■ **What the task requires**:
Copy every line of the material below word for word.

** START OF Data in this exercise **

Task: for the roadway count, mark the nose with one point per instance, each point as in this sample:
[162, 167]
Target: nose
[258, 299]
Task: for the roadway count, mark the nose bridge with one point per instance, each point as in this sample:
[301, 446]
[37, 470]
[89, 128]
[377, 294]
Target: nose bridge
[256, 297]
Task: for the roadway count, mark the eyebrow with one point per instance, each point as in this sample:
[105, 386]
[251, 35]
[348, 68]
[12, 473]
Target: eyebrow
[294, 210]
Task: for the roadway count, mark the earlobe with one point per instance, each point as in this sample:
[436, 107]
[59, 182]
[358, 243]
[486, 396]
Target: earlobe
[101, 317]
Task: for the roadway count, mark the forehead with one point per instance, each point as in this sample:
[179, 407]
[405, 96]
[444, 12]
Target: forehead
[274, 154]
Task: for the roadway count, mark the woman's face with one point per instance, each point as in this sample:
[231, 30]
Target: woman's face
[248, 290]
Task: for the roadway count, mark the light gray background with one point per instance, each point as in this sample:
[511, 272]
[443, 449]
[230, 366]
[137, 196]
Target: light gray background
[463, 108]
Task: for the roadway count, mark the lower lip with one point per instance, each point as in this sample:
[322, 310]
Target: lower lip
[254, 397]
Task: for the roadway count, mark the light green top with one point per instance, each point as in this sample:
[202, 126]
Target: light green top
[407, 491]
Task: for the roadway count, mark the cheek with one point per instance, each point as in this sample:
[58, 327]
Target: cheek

** END OF Data in this exercise **

■ **Exercise output**:
Task: for the roadway count, mark the nose with one point per instance, each point as in this sample:
[162, 167]
Target: nose
[258, 299]
Task: for the roadway count, mark the nose bridge with one point per instance, each point as in this sample:
[301, 446]
[37, 470]
[89, 128]
[377, 294]
Target: nose bridge
[256, 297]
Task: for the roadway count, mark the eyebrow with one point per instance, each point as in this sample:
[105, 386]
[251, 35]
[348, 68]
[12, 473]
Target: eyebrow
[294, 210]
Task: for the roadway count, mark the earlobe with one point per instance, each point as in this sample:
[436, 107]
[59, 182]
[358, 243]
[486, 396]
Target: earlobe
[101, 317]
Task: for the roadway count, mark the forehead with one point per instance, each point as in this sample:
[179, 407]
[405, 96]
[444, 12]
Target: forehead
[274, 154]
Task: for the roadway count, mark the woman's face with one point per instance, each point as in this sample:
[231, 30]
Target: woman's face
[248, 290]
Task: for the roadway count, mark the light gray background with one point per instance, each point as in this sample:
[511, 272]
[443, 449]
[230, 366]
[137, 196]
Target: light gray background
[463, 108]
Task: for the roadway count, mark the lower lip with one point per instance, each point as in this sample:
[322, 310]
Target: lower lip
[254, 397]
Task: for the roadway count, mark the light green top with one point per instance, each point as in this sample:
[202, 126]
Target: light green top
[407, 491]
Task: for the roadway count, mark the cheek with one point per instance, each point as in this sample:
[58, 327]
Target: cheek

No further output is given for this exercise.